EXERCISE SET:
1. In the article about the Manhattan College faculty trip to Bethlehem, who is named as the current mayor of Bethlehem?
2. Resume the article about the Manhattan College faculty trip to Bethlehem, picking up right after its last sentence.

College Faculty Find Inspiration in Bethlehem
Faculty from the Schools of Business, Engineering and Liberal Arts spent Jan. 1-9 forging research and other academic partnerships with students and faculty at Bethlehem University, Palestine, meeting prominent leaders and NGOs in Bethlehem, Hebron, and Jerusalem, including the Catholic Relief Services (CRS).
Eight Manhattan College staffers – six faculty and two administrators – spent the first evening of 2017 aboard a flight into Tel Aviv. On the morning of Jan. 2, their first day in Bethlehem, professors Gennaro Maffia, Ph.D., Kerri Mulqueen, Ph.D., Cory Blad, Ph.D., Jim Freeman, Ph.D., Aileen Lowry Farrelly, CPA, M.S., Marisa Lerer, Ph.D., Brother Jack Curran, FSC, Ph.D., and assistant director of study abroad Kevin Gschwend spent a week immersed in the culture and history of Bethlehem, a city that is significant to our Catholic heritage as being the birthplace of Jesus.
During their stay, the group toured the Old City of Jerusalem, met with Vera Baboun, the current and first female mayor of Bethlehem, and Hilary Dubose, the Catholic Relief Services (CRS) Country Representative for Jerusalem, Gaza, and the West Bank. They also marched in a parade on Orthodox Christmas Eve to welcome the Greek Orthodox Patriarch into Bethlehem, and swam in the Dead Sea.
Most importantly, though, the Manhattan cohort utilized its time in Palestine to further explore study abroad and summer research opportunities with students and faculty at Bethlehem University. In doing so, the College contributed to an academic history that dates back four decades — the institution’s second president, Brother Joseph Loewenstein ’50, FSC, is a Manhattan graduate who served in the position the year after Bethlehem was founded, in 1973. He and Brother Thomas Scanlan, FSC, the 18th president of the College, have both assumed the role of vice chancellor at Bethlehem, where Brother Jack Curran '80 acted as the vice president of development for a 10-year period ending in 2013. Currently serving at Bethlehem University are Brother Peter Iorlano '79, FSC, and Brother Henry Chaya '72, FSC.

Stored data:
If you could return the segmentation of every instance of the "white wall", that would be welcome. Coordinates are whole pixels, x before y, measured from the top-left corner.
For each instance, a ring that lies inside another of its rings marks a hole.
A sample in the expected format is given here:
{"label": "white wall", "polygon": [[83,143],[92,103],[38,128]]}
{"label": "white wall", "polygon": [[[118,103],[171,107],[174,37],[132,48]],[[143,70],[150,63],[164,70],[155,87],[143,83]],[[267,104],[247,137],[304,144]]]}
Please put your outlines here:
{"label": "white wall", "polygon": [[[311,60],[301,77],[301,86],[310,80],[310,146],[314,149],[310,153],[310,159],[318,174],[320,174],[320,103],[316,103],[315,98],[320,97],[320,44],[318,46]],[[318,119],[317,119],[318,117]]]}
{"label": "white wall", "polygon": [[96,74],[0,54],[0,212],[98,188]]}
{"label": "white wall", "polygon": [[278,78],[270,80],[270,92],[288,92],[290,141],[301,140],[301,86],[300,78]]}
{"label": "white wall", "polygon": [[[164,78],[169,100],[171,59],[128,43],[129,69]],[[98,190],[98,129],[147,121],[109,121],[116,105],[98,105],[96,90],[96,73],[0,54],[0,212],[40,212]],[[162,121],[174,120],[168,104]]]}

EXERCISE RESPONSES:
1. Vera Baboun, the city's first female mayor.

2.
Upon their return to Riverdale, the faculty outlined projects for the 2017 Bethlehem University-Manhattan College Summer Research Scholars Program, developed ideas for classroom discussion topics, and even material for a forthcoming course focusing on the political, racial, ethnic and religious culture of Palestine. The possibility of a future L.O.V.E. service trip to the West Bank has also been discussed after the trip, which was co-funded by the Manhattan College CRS Faculty Task Force, the offices of Student and Faculty Development and of Mission, and the Lasallian District of Eastern North America (DENA).
The experiences Maffia, Mulqueen, Blad, Freeman, Farrelly, and Lerer garnered in Bethlehem are described in the below reflections, which they shared upon their return to campus.
Cory Blad, Sociology
Objective: To conduct my own research, which generally focuses on economic inequality, economic change, and political responses to both conditions. I am also facilitating a summer research program in which we bring several students from Bethlehem University to Manhattan College for two months. This year, we’re hoping to increase that number from two to four.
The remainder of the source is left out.